__WHAT THIS TASK INVOLVES__
Every line holding the string "post" is to be copied from the entries below.
● ● ● ●
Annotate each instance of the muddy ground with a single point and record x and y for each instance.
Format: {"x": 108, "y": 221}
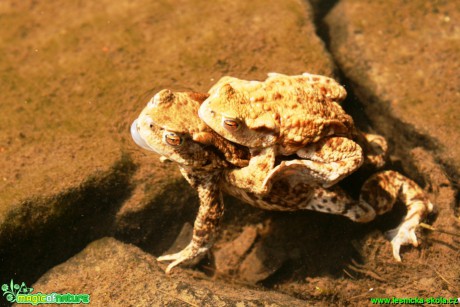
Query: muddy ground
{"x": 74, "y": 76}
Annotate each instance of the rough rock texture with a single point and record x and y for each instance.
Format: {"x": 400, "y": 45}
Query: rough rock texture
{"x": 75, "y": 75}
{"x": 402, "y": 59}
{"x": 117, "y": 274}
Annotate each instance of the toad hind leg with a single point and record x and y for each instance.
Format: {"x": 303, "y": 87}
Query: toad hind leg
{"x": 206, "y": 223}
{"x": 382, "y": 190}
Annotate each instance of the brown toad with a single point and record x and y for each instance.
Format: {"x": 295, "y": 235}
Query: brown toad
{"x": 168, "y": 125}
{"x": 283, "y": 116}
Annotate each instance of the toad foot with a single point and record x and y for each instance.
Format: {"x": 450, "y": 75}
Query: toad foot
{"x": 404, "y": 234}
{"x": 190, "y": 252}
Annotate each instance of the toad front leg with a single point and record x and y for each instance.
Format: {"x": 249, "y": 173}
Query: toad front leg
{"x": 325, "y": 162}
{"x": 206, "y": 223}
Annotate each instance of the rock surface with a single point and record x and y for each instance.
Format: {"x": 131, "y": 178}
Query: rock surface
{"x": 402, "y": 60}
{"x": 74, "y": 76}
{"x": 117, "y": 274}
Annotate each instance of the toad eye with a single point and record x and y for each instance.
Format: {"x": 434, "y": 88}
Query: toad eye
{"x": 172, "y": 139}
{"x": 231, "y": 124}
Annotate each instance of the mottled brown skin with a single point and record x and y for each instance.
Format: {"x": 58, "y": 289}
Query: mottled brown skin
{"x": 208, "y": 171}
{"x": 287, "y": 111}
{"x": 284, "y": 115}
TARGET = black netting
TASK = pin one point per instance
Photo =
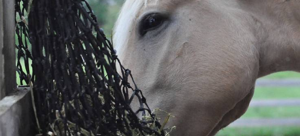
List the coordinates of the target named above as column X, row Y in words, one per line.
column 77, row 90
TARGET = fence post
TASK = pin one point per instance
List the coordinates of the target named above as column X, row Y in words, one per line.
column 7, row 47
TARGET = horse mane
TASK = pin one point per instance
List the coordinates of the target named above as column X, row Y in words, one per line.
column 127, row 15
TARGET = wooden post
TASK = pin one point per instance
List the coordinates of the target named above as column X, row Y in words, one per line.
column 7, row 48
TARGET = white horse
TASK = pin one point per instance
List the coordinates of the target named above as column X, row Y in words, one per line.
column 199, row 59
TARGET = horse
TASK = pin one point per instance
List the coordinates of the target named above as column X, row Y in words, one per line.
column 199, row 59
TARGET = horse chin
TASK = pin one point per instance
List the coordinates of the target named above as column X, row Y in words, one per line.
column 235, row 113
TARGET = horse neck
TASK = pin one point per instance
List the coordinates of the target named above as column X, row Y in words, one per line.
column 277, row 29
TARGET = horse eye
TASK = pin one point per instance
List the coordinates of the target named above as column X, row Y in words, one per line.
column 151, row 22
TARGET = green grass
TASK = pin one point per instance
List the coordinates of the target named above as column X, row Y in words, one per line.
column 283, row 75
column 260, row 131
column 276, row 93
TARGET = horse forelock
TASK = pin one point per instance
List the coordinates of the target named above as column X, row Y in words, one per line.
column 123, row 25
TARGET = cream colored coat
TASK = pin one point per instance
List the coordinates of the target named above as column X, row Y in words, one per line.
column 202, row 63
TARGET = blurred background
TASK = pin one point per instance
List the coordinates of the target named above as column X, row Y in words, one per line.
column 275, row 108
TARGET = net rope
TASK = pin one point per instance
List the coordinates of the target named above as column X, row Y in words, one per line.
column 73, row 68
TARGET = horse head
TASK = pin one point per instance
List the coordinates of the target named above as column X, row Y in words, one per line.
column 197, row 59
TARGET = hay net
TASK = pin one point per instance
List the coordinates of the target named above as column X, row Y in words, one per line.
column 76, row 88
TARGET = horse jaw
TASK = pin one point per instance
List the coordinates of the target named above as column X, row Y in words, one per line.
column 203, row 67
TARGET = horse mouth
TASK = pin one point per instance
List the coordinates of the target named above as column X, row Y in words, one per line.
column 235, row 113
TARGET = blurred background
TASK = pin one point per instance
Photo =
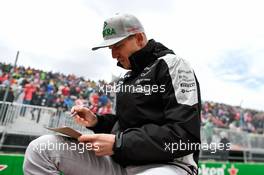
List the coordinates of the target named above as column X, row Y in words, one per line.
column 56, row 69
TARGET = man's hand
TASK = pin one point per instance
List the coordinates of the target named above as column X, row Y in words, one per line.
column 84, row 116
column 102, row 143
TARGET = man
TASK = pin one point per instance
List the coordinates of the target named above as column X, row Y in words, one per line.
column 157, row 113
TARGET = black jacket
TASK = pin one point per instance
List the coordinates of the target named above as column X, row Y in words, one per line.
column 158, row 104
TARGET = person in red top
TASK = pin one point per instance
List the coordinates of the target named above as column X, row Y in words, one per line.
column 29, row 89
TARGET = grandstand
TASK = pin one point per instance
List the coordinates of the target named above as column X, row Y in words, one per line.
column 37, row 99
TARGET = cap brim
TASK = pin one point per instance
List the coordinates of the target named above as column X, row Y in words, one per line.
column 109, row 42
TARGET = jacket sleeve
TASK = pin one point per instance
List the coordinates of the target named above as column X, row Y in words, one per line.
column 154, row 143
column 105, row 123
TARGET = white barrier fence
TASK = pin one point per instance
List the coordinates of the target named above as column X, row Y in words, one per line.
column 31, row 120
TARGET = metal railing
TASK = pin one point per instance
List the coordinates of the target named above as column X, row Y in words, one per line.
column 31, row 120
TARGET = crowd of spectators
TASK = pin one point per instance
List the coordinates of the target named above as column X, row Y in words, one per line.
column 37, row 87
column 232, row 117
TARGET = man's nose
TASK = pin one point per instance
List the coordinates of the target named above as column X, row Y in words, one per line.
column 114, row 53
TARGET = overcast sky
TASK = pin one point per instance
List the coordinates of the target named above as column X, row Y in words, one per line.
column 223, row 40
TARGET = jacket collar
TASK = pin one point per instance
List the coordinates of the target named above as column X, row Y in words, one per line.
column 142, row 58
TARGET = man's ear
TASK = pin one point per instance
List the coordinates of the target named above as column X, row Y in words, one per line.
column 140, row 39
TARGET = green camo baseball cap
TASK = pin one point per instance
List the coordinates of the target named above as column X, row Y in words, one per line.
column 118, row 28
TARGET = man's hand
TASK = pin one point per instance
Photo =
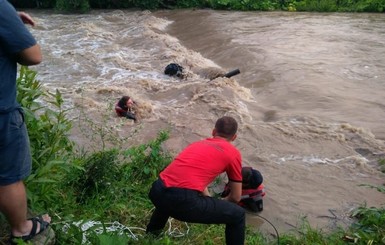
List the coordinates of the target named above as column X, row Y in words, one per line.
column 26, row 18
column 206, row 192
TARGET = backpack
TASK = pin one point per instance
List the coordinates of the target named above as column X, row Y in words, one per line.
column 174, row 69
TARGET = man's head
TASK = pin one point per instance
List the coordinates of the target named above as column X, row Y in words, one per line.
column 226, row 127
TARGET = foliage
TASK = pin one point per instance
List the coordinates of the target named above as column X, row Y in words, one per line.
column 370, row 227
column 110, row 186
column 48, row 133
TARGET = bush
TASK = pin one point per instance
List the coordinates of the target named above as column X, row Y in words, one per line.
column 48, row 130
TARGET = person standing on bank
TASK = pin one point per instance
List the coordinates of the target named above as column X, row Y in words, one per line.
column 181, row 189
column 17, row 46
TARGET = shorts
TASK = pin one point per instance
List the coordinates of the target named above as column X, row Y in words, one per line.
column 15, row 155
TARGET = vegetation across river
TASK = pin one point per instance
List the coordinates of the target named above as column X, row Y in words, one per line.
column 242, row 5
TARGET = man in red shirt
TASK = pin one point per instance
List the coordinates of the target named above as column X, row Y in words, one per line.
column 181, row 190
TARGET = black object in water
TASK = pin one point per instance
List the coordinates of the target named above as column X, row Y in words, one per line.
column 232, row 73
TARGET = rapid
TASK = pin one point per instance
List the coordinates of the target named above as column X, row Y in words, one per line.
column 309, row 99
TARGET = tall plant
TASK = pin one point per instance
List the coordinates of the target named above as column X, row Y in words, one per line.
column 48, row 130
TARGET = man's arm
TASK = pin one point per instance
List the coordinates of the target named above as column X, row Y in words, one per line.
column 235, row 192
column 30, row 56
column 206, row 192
● ● ● ●
__TASK RESULT__
TARGET = fence post
TARGET = wooden post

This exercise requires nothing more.